THE TASK
Please copy each line below that contains the string "electrical".

━━━━━ DATA

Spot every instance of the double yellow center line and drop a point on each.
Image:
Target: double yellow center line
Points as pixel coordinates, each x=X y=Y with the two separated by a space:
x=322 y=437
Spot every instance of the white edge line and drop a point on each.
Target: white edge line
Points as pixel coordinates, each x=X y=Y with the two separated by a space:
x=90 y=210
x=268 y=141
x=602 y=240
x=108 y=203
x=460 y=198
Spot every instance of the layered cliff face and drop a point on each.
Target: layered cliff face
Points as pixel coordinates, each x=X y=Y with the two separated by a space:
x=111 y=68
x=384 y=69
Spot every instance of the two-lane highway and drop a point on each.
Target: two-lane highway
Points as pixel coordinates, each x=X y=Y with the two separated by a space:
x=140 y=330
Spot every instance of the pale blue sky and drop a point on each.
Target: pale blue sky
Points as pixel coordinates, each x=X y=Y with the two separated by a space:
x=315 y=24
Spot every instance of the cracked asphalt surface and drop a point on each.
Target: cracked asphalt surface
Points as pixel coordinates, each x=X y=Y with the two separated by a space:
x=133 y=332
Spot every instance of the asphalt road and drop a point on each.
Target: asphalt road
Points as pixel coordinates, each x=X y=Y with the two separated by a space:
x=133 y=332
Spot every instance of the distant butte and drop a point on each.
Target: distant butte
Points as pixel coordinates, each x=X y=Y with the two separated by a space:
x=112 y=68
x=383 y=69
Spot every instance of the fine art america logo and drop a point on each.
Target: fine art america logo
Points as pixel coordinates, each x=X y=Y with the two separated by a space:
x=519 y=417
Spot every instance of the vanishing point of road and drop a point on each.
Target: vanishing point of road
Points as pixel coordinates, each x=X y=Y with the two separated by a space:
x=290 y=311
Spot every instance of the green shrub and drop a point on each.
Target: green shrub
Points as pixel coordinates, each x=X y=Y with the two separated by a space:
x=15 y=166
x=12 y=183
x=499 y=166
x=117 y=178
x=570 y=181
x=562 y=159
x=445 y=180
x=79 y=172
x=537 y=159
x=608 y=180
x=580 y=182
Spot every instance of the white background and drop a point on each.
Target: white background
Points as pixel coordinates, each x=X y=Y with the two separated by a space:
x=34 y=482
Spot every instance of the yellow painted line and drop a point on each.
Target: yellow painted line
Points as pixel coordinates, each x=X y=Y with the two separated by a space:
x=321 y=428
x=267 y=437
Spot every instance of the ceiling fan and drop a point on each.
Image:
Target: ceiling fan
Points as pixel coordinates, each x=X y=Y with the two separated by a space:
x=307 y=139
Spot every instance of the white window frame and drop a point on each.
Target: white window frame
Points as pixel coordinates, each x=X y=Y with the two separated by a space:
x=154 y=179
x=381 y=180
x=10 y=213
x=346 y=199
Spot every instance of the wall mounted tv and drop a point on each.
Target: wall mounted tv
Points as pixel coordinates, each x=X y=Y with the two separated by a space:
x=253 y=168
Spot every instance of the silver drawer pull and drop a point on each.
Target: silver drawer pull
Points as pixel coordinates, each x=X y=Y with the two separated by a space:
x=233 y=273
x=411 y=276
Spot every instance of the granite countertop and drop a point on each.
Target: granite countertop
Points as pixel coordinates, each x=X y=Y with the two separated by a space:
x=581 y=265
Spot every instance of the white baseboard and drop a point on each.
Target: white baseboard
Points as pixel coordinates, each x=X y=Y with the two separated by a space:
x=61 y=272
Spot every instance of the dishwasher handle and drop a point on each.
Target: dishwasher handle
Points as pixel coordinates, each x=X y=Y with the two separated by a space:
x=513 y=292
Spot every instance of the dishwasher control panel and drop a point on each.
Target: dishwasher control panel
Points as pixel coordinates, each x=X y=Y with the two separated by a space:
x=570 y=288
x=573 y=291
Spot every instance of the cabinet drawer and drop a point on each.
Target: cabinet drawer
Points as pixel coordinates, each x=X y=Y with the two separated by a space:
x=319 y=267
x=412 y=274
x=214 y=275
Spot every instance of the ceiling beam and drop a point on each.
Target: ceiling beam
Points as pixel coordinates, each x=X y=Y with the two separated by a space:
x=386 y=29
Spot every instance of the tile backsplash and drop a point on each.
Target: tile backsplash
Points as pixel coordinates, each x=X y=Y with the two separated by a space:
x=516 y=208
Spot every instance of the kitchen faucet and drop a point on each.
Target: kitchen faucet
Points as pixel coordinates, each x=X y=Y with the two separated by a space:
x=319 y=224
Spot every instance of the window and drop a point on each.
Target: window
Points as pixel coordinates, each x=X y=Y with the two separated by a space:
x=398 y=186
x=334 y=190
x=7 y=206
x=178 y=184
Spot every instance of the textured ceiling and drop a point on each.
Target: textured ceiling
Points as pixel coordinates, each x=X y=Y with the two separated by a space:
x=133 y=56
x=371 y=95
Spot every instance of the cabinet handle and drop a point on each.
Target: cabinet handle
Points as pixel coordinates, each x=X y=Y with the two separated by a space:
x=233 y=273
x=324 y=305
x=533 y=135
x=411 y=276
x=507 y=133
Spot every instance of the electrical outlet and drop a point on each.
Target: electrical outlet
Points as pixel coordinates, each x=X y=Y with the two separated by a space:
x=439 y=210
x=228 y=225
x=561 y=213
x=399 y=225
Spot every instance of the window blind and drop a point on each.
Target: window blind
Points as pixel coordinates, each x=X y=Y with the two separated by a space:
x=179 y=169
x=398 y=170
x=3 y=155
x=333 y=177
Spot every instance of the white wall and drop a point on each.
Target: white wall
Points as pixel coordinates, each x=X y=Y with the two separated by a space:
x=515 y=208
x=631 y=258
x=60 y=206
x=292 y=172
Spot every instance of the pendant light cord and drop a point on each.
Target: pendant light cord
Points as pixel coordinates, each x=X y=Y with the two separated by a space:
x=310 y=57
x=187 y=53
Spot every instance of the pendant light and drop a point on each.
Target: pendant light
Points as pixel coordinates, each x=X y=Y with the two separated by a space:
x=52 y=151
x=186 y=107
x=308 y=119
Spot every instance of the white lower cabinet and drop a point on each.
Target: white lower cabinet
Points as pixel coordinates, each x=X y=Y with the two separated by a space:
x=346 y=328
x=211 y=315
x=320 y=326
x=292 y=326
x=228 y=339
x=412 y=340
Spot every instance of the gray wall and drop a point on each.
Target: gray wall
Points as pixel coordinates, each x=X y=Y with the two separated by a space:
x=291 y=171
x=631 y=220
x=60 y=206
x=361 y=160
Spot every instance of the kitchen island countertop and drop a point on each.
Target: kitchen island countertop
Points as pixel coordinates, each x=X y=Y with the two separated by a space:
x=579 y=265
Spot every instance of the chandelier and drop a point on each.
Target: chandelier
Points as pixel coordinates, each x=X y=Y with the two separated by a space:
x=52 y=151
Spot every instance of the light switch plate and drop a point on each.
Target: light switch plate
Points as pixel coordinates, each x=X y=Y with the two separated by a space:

━━━━━━━━━━

SOLUTION TO THE PROBLEM
Spot every instance of the electrical outlet and drop a point on each.
Target: electrical outlet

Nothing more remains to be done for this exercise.